**What this task involves:** From the items below, extract every line that contains the word "stadium".
==================================================
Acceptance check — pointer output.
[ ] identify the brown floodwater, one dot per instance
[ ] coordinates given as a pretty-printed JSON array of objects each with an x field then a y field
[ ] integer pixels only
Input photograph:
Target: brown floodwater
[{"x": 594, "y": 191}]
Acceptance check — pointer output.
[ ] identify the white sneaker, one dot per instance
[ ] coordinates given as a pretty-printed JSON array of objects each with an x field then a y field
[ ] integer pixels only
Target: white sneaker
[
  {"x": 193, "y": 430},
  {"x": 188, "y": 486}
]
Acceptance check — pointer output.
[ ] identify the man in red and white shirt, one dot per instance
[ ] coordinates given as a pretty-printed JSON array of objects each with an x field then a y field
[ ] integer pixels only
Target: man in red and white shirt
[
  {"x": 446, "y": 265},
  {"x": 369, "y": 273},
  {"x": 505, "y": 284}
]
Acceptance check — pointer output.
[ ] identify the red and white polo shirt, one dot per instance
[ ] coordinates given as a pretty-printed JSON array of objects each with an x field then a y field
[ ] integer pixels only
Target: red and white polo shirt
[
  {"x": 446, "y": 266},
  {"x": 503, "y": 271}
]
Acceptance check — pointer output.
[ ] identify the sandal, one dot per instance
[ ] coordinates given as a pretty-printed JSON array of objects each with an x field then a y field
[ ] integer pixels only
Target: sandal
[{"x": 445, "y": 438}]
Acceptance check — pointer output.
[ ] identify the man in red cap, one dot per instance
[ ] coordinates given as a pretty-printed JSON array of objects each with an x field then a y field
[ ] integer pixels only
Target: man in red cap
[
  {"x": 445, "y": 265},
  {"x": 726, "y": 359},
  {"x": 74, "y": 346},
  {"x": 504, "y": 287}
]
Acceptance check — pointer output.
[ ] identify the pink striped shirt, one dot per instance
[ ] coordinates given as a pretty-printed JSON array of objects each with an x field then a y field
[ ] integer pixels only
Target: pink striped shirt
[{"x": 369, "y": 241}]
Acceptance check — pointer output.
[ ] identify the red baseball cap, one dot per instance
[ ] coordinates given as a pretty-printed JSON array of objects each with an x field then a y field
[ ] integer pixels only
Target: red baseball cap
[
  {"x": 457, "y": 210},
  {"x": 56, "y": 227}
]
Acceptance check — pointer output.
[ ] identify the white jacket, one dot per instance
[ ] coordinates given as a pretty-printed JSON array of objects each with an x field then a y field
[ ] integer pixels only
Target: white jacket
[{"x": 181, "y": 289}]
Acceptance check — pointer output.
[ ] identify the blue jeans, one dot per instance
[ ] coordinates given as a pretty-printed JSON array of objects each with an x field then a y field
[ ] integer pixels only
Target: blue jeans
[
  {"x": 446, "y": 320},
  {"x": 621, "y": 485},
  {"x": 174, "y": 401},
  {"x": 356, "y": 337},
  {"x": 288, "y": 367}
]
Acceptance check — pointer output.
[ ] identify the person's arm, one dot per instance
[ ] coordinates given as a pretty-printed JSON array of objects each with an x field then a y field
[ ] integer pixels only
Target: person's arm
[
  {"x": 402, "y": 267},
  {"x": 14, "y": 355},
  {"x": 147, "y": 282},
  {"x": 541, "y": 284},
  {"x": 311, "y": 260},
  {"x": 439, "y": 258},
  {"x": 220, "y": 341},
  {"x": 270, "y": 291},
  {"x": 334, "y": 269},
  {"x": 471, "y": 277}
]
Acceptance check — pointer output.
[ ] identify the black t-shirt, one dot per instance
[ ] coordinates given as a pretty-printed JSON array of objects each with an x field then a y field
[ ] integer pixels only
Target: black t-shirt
==================================================
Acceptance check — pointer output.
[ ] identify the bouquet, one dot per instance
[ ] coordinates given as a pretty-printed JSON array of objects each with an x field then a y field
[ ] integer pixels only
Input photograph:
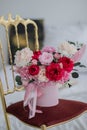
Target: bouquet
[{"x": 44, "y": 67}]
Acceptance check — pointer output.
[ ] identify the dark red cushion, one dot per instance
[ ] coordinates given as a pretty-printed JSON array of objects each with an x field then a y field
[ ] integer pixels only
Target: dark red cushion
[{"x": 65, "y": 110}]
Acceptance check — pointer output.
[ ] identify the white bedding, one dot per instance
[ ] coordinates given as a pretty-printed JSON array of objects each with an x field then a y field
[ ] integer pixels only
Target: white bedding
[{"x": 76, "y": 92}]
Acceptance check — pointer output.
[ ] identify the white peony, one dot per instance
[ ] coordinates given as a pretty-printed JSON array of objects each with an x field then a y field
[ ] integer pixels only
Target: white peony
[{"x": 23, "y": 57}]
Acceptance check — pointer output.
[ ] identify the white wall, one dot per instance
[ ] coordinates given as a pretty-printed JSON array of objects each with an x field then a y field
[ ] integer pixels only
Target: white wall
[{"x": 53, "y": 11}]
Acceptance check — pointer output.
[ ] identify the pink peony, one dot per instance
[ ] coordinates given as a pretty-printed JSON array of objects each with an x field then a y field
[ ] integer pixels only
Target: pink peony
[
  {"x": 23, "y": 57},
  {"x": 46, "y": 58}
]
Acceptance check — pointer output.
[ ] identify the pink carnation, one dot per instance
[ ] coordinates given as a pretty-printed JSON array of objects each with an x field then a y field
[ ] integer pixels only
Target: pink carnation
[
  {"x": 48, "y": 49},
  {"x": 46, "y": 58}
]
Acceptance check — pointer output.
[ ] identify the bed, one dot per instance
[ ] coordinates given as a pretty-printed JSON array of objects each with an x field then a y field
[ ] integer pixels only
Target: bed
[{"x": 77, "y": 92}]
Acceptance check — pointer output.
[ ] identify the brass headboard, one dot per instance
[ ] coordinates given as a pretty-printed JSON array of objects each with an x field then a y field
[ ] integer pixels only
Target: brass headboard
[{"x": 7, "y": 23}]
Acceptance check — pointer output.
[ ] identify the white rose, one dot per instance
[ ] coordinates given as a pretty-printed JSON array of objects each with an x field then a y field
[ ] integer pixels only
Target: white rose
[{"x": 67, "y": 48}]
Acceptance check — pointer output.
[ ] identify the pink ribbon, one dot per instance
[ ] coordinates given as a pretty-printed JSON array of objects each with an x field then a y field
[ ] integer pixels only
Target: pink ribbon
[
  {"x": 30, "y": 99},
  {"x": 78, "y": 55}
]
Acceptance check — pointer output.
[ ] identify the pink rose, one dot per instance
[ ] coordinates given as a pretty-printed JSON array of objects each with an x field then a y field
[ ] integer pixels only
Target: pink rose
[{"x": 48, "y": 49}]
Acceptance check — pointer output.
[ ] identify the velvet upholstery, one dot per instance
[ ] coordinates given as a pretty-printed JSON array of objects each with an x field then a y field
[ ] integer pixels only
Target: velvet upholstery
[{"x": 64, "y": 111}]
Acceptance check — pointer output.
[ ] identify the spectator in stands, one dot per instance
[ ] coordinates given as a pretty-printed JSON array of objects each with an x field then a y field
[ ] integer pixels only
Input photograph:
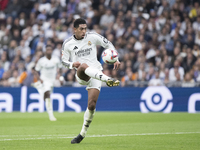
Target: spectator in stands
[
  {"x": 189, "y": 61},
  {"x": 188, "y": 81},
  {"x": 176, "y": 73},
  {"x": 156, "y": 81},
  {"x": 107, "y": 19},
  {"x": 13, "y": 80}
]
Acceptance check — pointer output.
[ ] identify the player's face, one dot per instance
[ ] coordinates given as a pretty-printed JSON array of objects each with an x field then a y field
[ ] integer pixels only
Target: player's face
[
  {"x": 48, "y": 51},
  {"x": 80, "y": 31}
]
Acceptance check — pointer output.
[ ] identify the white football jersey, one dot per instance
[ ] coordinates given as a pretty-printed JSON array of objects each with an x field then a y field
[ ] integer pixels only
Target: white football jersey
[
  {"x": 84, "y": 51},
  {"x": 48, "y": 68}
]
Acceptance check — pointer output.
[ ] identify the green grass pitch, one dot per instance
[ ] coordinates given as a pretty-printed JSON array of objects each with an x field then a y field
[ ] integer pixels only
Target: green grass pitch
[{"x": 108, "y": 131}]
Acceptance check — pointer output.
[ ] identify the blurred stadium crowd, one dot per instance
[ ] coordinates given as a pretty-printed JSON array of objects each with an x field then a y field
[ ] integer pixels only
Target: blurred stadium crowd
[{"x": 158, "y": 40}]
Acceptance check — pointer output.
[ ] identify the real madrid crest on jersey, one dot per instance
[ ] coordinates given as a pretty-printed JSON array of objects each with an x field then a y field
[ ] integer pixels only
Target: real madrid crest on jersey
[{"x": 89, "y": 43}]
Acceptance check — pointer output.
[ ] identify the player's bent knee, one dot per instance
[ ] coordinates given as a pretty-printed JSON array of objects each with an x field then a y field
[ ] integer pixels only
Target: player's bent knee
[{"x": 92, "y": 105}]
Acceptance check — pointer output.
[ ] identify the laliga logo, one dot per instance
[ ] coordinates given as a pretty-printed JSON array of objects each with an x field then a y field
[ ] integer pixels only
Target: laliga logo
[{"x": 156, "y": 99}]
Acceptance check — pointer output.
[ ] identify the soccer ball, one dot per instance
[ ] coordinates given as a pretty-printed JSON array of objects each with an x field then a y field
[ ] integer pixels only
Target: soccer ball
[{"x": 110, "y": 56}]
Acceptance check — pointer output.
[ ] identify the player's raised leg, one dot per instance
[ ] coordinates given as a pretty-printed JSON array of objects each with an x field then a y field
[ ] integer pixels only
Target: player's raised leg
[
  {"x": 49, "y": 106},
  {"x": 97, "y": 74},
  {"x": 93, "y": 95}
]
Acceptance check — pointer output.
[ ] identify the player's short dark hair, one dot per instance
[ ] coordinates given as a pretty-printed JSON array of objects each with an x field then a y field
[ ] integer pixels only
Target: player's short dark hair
==================================================
**Full answer:**
[ ] identify the blurred stadium crowd, one dot per instance
Target: blurred stadium crowd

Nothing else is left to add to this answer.